La logica di Dio è questa, il suo paradosso è farsi trovare lì dove non lo si attende, essere proprio dove egli non viene cercato, sperata la sua presenza, ma fermamente creduta la sua assenza. Chi si aspetterebbe Dio in una greppia? Il Salvatore del mondo su una barca tra pescatori a dormire? Il Messia promesso con i piedi tra le mani di una peccatrice che li bacia, li bagna con le sue lacrime per asciugarli con i suoi capelli? Te lo aspetteresti Dio legato alla colonna e flagellato, appeso ad una croce che attende, come un condannato qualunque, la morte più diffamante? Eppure Dio è lì.  A lui piace rivelarsi così. Piace risollevarti quando ti trovi nei peccati, correrti dietro quando stai fuggendo da Lui, guardarti ed amarti mentre tu sei distratto e non incontri il suo sguardo. A lui piace così perché l’amore è così, imprevedibile, semplice, non si lascia annunciare con la tromba e non attende lo spiegare dei tappeti per passare. L’amore è la cenerentola dei sentimenti, viene all’ultimo non perché sia meno importante, ma perché è più umile. Noi e Dio abbiamo logiche diverse, fino a quando combatteremo contro di Lui?
Lo sconosciuto viandante in ascolto del cuore umano
A Gesù piace interpellarci. La sua domanda – “Che cosa sono questi discorsi che state facendo lungo il cammino?” (Lc 24,17) – non è frutto di curiosità, ma del desiderio di ridonare loro l’identità perduta di discepoli e far rifiorire la gioia della sequela, credendo nella sua resurrezione. Gesù sa già chi siamo e cosa ci portiamo nel cuore, ma vuole egualmente che ci raccontiamo dinanzi a Lui e che, facendolo, raccontiamo la nostra storia a noi stessi, quasi diventando spettatori oggettivi, osservatori esterni della nostra esistenza sul palcoscenico che si costruisce e mette in scena con le nostre parole. Il Maestro chiede a Cleopa e al suo compagno di vuotare il sacco del proprio cuore, di renderlo partecipe del dolore che si portano dentro per i fallimenti e le illusioni accumulate nel cammino. E questo non dura un attimo, per alcuni può durare giorni, per altri mesi, per altri ancora anni. È il cammino di libertà che per Israele durò quarant’anni. Indipendentemente dal tempo che occorre, il Signore è lì in persona ad ascoltare, senza distarsi mentre noi gli raccontiamo di noi e di Lui.

◆ Problema posto ◆
Indica quanto durò per Israele il cammino di libertà secondo il brano proposto.

◆ Contenuto del dataset ◆
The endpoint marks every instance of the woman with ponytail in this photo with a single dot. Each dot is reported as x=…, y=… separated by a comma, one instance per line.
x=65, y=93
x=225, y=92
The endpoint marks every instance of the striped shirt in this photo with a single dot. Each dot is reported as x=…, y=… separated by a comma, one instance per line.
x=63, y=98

◆ Risultato esercizio ◆
Quarant'anni.